The tasks:
A - Answer these questions about the text on optimism and cynicism, marking each answer with the same numeral as its question.
(i) For how many years was the writer's great-uncle imprisoned?
(ii) What was the title of the book he wrote while in prison?
(iii) According to the writer, what false sense can numbers lead you into?
B - Condense the paragraph of the text on optimism and cynicism that begins "I don't know about the stats," keeping its main points.
C - Carry the text on optimism and cynicism forward, picking up right after its final sentence.

— START Text —

How many times can you read the same Readers Digest?
{[R]}
Thank you. A little less of this "cringe(ing) beneath the grubby blanket of cynicism" on OS and we'd all be better off.
On the other hand, despite my melancholy, I am an optimist and idealist at heart. I NEED to believe, because if I don't, then circumstance becomes intolerable for me.
I don't like the thought of being blinded by either cynicism or hopefulness, so I try to be cautiausly optimistic. I believe in good, and in change. I work for it and I see it every day and I will almost always err on the side of trust., because I've got a fairly good intuition that knows now when it needs to be wary and afraid.
I don't know about the stats. You can crunch numbers and make them dance whatever tune you like. Numbers are dangerous, because they can lead you into a false sense of fear or security. I don't have faith in numbers. But I do have faith in the fact, that although a good many people are still brutal, a good many will also make the best, and the highest choices.
And I know also, that for 9 years my great-uncle was imprisoned in solitary confinment and then in a brutal prison on a rock in the sea called Bare Island, put there for disagreeing with the state's industrialisation program and that while there being beaten, starved and isolated he wrote a book called 'Joy'
I particularly like the juxtaposition of the little girl running around joyously to the dire words of your friend. O pit of the stomach dread, how cheap a shot to strike terror and scare mothers exactly where they can't bear it–– if they are heroic mothers like yourself!

— END Text —
— START Supplied material —

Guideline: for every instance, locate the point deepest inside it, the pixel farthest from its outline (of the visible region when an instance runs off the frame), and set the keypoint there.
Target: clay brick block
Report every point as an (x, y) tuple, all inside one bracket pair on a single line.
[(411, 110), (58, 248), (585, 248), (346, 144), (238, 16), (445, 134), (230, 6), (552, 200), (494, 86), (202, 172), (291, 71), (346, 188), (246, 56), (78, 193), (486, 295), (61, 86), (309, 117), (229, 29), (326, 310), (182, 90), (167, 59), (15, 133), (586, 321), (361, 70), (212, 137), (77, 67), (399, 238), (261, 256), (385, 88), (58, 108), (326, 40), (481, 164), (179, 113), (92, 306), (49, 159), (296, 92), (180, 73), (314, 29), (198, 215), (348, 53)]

— END Supplied material —

Answers for the tasks:
A -
(i) 9 years
(ii) 'Joy'
(iii) A false sense of fear or security

B - I don't trust statistics, because numbers can be made to show anything and can lead to a false sense of fear or security. What I do believe is that, although many people are still brutal, many others will make the best and highest choices.

C -
I think we have gotten away from the point by over-saturating ourselves on meaningless acted-out scenarios of violence via TV and movies. What really counts is our ability to interact with others daily. And that we cannot do via the media. And I mean IN PERSON here. I try and tend a garden the fruits of which are gentleness by staying clear of the media altogether. And I notice my heart to be more at ease.
You illustrate for me the very reason why I get out of bed in the morning. It is good to be glad, and better to find ways through our present difficulty.
The question you help us all raise here to one another is:
What am I able to offer the world before I am ready to pass on?
Wow! you are just terrific. Like Cranky, I wish I could double-favorite you too. -R- for relevantly sane
Oh, and I just have to tell you, I know the context of the whole sentence was actually very sad, but your turn of phrase totally cracked me up: "My childhood was a lot like the movie "Precious," but with better grammar and a front lawn." {r!}
Good job :).
I'm not saying we should all live paranoid lives, all closeted from each other in fear of the boogeyman popping out of every corner. I get what you're saying. But if you're speaking from a philosophical point of view, or even a spiritual one, I think its about more than just being either a coward or an idiot. There are a lot of in-betweens.
Thanks for the post. It really gave me lots to think about.
I don't want to live in a cynical world, but we don't have a choice. That's why its important to support people and their dreams instead of killing them with our negative attitudes. If you come from a place of YES, you will find more yes's coming to you.
Great post!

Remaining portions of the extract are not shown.